SET EXERCISE: Count the lines below that contain the string "black", with uppercase and lowercase treated as different. Reply with only the number.

RECORD EXTRACTS:
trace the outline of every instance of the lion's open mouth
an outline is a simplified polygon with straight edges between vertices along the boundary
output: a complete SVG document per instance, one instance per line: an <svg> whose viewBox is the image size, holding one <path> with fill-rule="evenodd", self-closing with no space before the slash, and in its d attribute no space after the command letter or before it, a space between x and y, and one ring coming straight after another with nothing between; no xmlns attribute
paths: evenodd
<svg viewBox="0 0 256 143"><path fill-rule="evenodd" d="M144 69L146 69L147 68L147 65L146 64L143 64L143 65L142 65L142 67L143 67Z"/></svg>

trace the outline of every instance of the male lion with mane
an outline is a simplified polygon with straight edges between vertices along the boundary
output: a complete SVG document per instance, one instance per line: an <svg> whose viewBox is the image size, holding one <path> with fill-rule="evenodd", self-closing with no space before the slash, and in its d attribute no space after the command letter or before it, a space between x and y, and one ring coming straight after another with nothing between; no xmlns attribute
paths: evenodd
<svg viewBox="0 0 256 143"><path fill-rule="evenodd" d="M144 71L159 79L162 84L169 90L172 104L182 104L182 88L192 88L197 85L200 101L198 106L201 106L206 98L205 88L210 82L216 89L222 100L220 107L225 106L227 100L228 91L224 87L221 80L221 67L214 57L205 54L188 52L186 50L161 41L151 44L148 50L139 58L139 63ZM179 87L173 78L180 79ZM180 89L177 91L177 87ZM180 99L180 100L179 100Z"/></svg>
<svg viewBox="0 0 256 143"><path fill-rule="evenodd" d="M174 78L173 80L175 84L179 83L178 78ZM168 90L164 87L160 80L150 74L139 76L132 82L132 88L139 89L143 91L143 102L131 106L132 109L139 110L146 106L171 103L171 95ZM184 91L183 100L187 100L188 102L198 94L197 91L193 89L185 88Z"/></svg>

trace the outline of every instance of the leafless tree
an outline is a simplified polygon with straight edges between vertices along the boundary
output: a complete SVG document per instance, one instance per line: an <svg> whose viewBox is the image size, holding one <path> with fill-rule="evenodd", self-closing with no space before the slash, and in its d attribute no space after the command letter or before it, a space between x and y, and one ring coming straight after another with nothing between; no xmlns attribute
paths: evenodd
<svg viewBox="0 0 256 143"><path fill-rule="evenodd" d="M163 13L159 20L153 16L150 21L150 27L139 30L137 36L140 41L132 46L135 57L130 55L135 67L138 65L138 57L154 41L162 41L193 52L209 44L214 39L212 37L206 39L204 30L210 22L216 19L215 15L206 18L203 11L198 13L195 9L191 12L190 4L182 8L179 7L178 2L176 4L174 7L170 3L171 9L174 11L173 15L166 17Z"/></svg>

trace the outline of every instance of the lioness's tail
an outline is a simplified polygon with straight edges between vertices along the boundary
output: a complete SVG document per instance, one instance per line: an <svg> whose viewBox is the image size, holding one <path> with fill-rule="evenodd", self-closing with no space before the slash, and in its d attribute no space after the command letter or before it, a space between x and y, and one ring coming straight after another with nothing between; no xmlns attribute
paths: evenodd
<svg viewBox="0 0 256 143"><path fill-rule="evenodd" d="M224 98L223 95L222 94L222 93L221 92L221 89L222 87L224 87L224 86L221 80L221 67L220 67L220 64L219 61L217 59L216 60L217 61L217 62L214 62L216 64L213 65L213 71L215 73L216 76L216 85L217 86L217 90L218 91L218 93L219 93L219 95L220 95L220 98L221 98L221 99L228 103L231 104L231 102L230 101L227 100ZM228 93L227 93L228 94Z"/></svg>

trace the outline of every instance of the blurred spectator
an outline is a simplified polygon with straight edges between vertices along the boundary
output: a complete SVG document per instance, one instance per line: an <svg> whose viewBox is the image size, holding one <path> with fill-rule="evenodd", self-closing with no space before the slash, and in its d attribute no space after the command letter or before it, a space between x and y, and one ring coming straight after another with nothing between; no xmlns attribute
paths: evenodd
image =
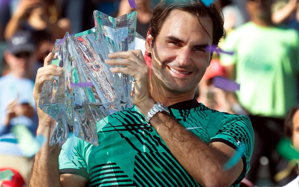
<svg viewBox="0 0 299 187"><path fill-rule="evenodd" d="M294 147L299 150L299 106L294 107L290 110L284 123L286 136L292 140ZM297 161L298 165L298 161ZM298 165L299 169L299 165ZM299 187L299 176L283 187Z"/></svg>
<svg viewBox="0 0 299 187"><path fill-rule="evenodd" d="M13 173L13 176L11 178L2 181L0 182L0 187L23 187L25 185L25 181L23 177L18 171L10 168L4 168L0 169L0 172L8 169L10 170Z"/></svg>
<svg viewBox="0 0 299 187"><path fill-rule="evenodd" d="M119 4L118 13L117 17L120 16L132 11L137 11L137 21L136 23L136 31L144 38L150 27L150 0L135 0L137 10L130 6L128 0L121 0Z"/></svg>
<svg viewBox="0 0 299 187"><path fill-rule="evenodd" d="M225 77L224 68L219 63L218 59L211 61L203 77L199 84L199 96L197 100L210 108L218 111L233 113L230 105L227 102L226 93L212 85L213 78L216 76Z"/></svg>
<svg viewBox="0 0 299 187"><path fill-rule="evenodd" d="M9 132L12 126L21 123L35 134L37 126L30 76L35 46L28 31L19 31L8 42L5 52L9 73L0 78L0 135Z"/></svg>
<svg viewBox="0 0 299 187"><path fill-rule="evenodd" d="M276 0L272 11L274 24L284 25L299 30L299 1Z"/></svg>
<svg viewBox="0 0 299 187"><path fill-rule="evenodd" d="M9 40L20 30L45 30L53 38L63 38L70 31L70 22L67 18L59 19L55 0L20 0L5 29L4 37Z"/></svg>
<svg viewBox="0 0 299 187"><path fill-rule="evenodd" d="M239 103L235 102L235 99L231 99L229 92L216 88L212 84L213 79L216 76L226 77L227 75L224 67L219 63L219 59L214 58L198 84L199 96L196 97L197 101L210 108L218 111L239 115L248 114Z"/></svg>
<svg viewBox="0 0 299 187"><path fill-rule="evenodd" d="M220 2L222 2L221 5L225 5L222 11L224 18L224 28L227 34L249 21L248 14L244 8L245 0L222 0Z"/></svg>
<svg viewBox="0 0 299 187"><path fill-rule="evenodd" d="M9 3L11 1L11 0L0 0L0 42L4 39L3 30L10 18Z"/></svg>
<svg viewBox="0 0 299 187"><path fill-rule="evenodd" d="M273 26L272 2L248 0L251 21L227 36L223 49L236 52L221 58L230 77L235 71L236 81L240 84L238 100L249 114L254 130L254 149L247 177L254 183L262 156L269 160L272 177L282 170L277 168L282 166L278 164L281 159L275 146L283 136L287 112L297 102L299 36L295 30ZM285 184L288 180L277 184Z"/></svg>

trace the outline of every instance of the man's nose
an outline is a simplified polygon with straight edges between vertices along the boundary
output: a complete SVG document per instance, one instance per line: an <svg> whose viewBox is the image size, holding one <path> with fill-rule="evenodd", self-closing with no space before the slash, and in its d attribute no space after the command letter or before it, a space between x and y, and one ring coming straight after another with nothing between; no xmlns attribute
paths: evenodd
<svg viewBox="0 0 299 187"><path fill-rule="evenodd" d="M190 51L190 49L187 46L182 48L177 56L177 62L182 66L190 65L191 63Z"/></svg>

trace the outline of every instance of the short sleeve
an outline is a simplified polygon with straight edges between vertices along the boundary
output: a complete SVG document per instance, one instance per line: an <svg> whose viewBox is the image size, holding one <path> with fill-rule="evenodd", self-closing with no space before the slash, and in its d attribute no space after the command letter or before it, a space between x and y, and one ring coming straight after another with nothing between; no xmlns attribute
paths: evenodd
<svg viewBox="0 0 299 187"><path fill-rule="evenodd" d="M243 171L234 184L240 183L249 170L249 162L253 148L254 135L250 120L245 116L228 115L209 143L221 142L235 150L243 146Z"/></svg>
<svg viewBox="0 0 299 187"><path fill-rule="evenodd" d="M223 66L233 65L237 61L237 50L238 37L237 33L235 31L232 31L226 36L224 40L224 43L221 46L221 49L225 51L234 52L232 55L221 53L220 55L220 63Z"/></svg>
<svg viewBox="0 0 299 187"><path fill-rule="evenodd" d="M62 146L59 157L60 174L71 174L89 180L87 167L82 156L81 141L74 137L69 138Z"/></svg>
<svg viewBox="0 0 299 187"><path fill-rule="evenodd" d="M295 49L295 54L296 55L295 65L297 67L297 74L299 74L299 32L296 31L294 48Z"/></svg>

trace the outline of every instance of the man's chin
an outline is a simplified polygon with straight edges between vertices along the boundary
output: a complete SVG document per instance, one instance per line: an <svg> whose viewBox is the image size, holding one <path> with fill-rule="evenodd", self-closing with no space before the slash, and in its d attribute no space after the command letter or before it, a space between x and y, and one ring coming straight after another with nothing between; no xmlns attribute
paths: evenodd
<svg viewBox="0 0 299 187"><path fill-rule="evenodd" d="M187 92L192 89L189 86L186 86L187 84L176 84L174 85L168 85L164 86L165 88L170 92L178 94L183 94Z"/></svg>

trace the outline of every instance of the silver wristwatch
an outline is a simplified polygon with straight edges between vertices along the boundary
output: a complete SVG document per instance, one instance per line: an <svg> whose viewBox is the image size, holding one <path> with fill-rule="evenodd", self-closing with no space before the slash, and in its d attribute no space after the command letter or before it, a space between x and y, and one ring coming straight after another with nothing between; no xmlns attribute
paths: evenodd
<svg viewBox="0 0 299 187"><path fill-rule="evenodd" d="M150 120L152 117L159 112L167 113L168 115L169 115L170 113L168 109L165 105L162 103L157 102L154 105L154 106L150 110L148 113L146 114L146 116L145 116L145 119L149 123Z"/></svg>

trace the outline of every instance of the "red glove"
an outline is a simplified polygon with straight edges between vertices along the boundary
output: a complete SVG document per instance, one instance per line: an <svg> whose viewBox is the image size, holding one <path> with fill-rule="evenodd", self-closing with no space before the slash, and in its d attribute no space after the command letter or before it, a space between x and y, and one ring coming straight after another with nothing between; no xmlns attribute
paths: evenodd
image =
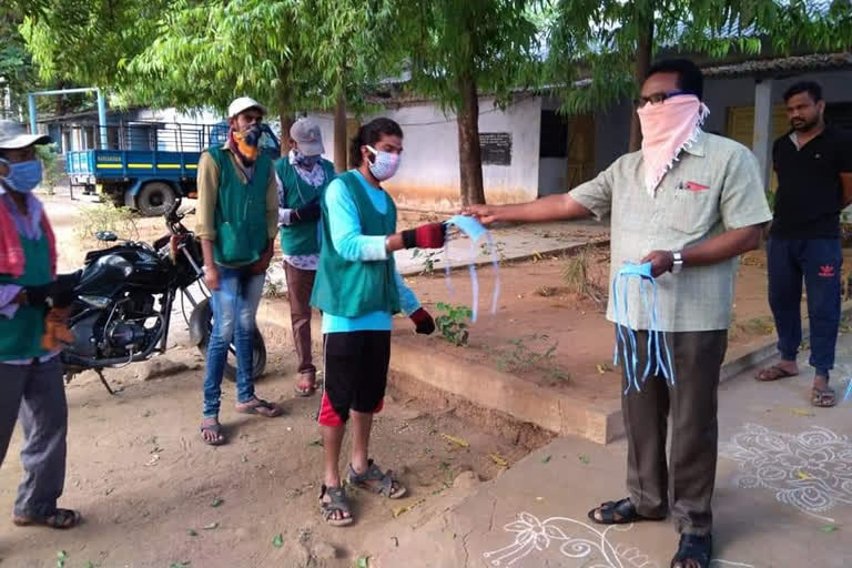
<svg viewBox="0 0 852 568"><path fill-rule="evenodd" d="M410 317L412 322L414 322L414 325L417 326L417 333L423 335L432 335L432 332L435 331L435 320L433 320L429 313L424 308L418 307L408 317Z"/></svg>
<svg viewBox="0 0 852 568"><path fill-rule="evenodd" d="M440 248L446 234L447 225L444 223L428 223L403 231L403 244L406 248Z"/></svg>

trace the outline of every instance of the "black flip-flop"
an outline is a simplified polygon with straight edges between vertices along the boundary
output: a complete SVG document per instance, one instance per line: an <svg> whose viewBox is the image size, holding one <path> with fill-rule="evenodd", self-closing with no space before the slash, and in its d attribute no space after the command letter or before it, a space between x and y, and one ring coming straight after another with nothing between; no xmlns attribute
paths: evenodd
<svg viewBox="0 0 852 568"><path fill-rule="evenodd" d="M600 511L600 519L595 516L595 513L597 511ZM616 518L616 515L618 515L619 518ZM599 507L595 507L589 511L589 519L598 525L629 525L630 523L663 520L666 517L646 517L639 515L629 497L617 501L601 503Z"/></svg>

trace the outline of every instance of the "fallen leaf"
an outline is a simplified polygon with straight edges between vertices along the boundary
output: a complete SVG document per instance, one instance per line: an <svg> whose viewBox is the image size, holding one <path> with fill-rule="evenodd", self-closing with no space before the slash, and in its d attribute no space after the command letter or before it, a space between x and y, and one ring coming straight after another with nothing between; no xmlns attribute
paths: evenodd
<svg viewBox="0 0 852 568"><path fill-rule="evenodd" d="M506 458L504 458L499 454L488 454L488 457L491 458L491 462L494 462L500 467L509 467L509 463L506 462Z"/></svg>
<svg viewBox="0 0 852 568"><path fill-rule="evenodd" d="M465 438L459 438L459 437L456 437L456 436L450 436L449 434L442 434L440 437L446 439L447 442L452 442L453 444L455 444L456 446L458 446L460 448L468 448L468 447L470 447L470 443L467 442Z"/></svg>

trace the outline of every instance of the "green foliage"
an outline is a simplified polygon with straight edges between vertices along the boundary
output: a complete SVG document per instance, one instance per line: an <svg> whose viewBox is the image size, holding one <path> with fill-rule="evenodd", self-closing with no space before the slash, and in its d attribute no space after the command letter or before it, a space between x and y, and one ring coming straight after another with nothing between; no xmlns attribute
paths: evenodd
<svg viewBox="0 0 852 568"><path fill-rule="evenodd" d="M474 315L474 312L467 306L454 306L443 302L438 302L436 307L442 312L435 318L435 326L440 336L456 347L467 345L469 337L467 321Z"/></svg>
<svg viewBox="0 0 852 568"><path fill-rule="evenodd" d="M82 210L82 221L75 232L81 241L93 240L98 231L112 231L119 239L139 239L139 230L133 212L128 207L116 207L112 201L105 201Z"/></svg>
<svg viewBox="0 0 852 568"><path fill-rule="evenodd" d="M532 0L433 0L399 2L403 41L410 57L412 87L458 111L459 81L511 102L514 93L536 84L539 29Z"/></svg>
<svg viewBox="0 0 852 568"><path fill-rule="evenodd" d="M550 343L547 334L531 334L509 341L511 348L494 349L497 368L508 373L529 373L540 371L559 381L570 379L570 375L559 368L556 349L559 342Z"/></svg>
<svg viewBox="0 0 852 568"><path fill-rule="evenodd" d="M48 191L48 195L53 195L53 187L59 181L62 172L59 169L59 144L43 144L36 146L36 153L41 160L43 168L43 180L41 185Z"/></svg>

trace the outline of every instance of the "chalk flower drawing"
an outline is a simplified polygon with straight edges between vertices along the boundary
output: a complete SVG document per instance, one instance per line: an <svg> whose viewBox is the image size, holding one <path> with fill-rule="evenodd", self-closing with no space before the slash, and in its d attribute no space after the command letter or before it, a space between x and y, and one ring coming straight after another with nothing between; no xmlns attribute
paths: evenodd
<svg viewBox="0 0 852 568"><path fill-rule="evenodd" d="M517 520L504 527L507 532L515 532L515 541L483 556L490 559L491 566L513 566L534 551L547 550L551 544L560 542L559 552L564 557L581 560L582 564L578 566L584 568L659 568L656 561L638 548L623 544L613 546L609 541L612 530L622 532L631 527L609 526L600 531L568 517L539 520L529 513L521 513Z"/></svg>
<svg viewBox="0 0 852 568"><path fill-rule="evenodd" d="M719 452L739 463L739 487L770 489L779 501L808 513L852 505L848 436L820 426L792 435L747 424L730 443L720 444Z"/></svg>

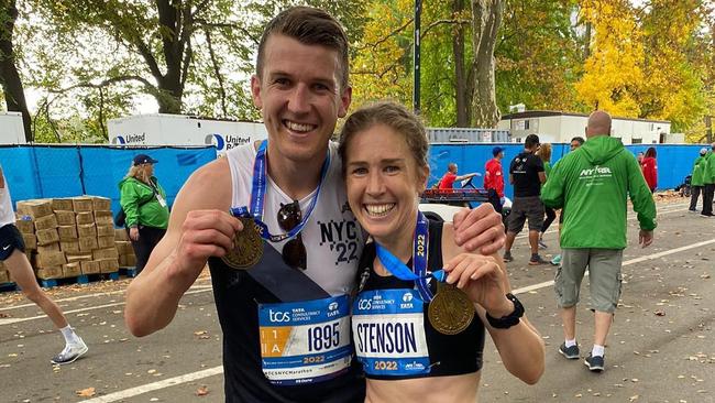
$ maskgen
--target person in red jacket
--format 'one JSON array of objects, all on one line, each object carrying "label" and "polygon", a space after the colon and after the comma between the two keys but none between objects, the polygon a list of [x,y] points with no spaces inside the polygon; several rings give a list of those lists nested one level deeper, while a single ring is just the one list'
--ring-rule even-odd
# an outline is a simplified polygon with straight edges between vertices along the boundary
[{"label": "person in red jacket", "polygon": [[502,199],[504,198],[504,173],[502,172],[502,160],[504,148],[492,149],[494,157],[484,166],[484,188],[488,192],[490,203],[497,213],[502,213]]},{"label": "person in red jacket", "polygon": [[651,146],[646,151],[644,162],[640,164],[644,172],[644,177],[648,184],[650,193],[656,192],[658,187],[658,162],[656,162],[656,148]]}]

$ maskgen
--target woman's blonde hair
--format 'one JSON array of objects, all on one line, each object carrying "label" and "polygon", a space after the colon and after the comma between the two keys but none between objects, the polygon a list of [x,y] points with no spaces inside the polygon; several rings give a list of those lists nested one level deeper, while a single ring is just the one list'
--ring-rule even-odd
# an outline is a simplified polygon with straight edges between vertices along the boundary
[{"label": "woman's blonde hair", "polygon": [[537,151],[537,155],[543,162],[551,162],[551,143],[541,144]]}]

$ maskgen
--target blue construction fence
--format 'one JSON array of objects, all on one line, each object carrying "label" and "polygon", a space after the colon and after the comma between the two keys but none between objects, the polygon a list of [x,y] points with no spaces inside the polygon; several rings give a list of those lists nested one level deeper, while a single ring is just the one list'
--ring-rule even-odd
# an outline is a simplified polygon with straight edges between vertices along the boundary
[{"label": "blue construction fence", "polygon": [[117,148],[107,145],[0,146],[0,165],[16,200],[33,198],[103,196],[119,210],[119,182],[136,154],[158,163],[154,174],[166,190],[169,206],[184,182],[199,166],[216,160],[216,148]]},{"label": "blue construction fence", "polygon": [[[475,177],[472,182],[476,187],[484,186],[484,164],[492,156],[494,146],[502,146],[504,160],[502,168],[504,170],[504,193],[507,197],[514,196],[514,187],[509,185],[508,171],[509,163],[514,157],[524,150],[524,144],[514,143],[481,143],[481,144],[431,144],[430,145],[430,178],[428,186],[436,184],[447,172],[447,165],[450,162],[457,163],[459,174],[471,172],[480,173],[482,176]],[[703,144],[634,144],[626,145],[631,153],[646,152],[648,148],[654,146],[658,161],[658,189],[672,189],[681,185],[685,176],[690,175],[693,170],[693,163],[702,148],[708,148]],[[569,152],[569,144],[551,144],[551,164],[553,165]],[[459,187],[455,184],[455,187]]]}]

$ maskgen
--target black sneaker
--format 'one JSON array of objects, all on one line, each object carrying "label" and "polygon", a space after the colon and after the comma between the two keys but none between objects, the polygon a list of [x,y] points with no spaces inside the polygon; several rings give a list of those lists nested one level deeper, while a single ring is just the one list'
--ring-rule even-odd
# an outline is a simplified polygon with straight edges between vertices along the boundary
[{"label": "black sneaker", "polygon": [[559,346],[559,352],[561,352],[563,357],[570,360],[576,360],[581,355],[581,351],[579,351],[579,345],[566,347],[565,341],[562,342],[561,346]]},{"label": "black sneaker", "polygon": [[530,265],[547,264],[547,263],[549,263],[549,262],[547,262],[546,260],[541,259],[541,257],[538,255],[538,254],[532,254],[532,255],[531,255],[531,259],[529,259],[529,264],[530,264]]},{"label": "black sneaker", "polygon": [[604,368],[604,359],[603,356],[592,356],[588,355],[585,360],[583,360],[583,363],[588,367],[588,369],[593,372],[601,372],[603,371]]}]

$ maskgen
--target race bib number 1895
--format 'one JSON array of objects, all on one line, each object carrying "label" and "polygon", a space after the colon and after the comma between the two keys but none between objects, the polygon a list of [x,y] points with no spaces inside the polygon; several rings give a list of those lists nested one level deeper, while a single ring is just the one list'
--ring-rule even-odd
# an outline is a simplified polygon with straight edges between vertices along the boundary
[{"label": "race bib number 1895", "polygon": [[263,373],[273,384],[333,378],[350,367],[346,295],[296,303],[260,304]]}]

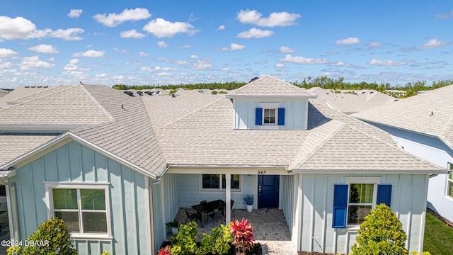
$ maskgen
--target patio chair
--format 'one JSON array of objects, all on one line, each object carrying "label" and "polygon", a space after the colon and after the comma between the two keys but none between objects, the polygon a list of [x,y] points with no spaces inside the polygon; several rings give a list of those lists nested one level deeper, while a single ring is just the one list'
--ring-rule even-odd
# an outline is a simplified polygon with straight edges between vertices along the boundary
[{"label": "patio chair", "polygon": [[220,219],[220,222],[222,222],[222,216],[224,215],[224,210],[222,209],[214,209],[214,211],[210,212],[207,215],[208,218],[212,220],[212,226],[215,227],[214,221],[217,221],[217,219]]},{"label": "patio chair", "polygon": [[200,220],[200,222],[201,223],[200,215],[194,210],[186,209],[185,210],[185,215],[187,215],[187,218],[185,219],[185,223],[184,224],[187,224],[187,221],[189,220],[190,220],[190,221],[195,221],[195,222],[197,222],[197,220]]}]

ANSWER TO THIS PROBLEM: 3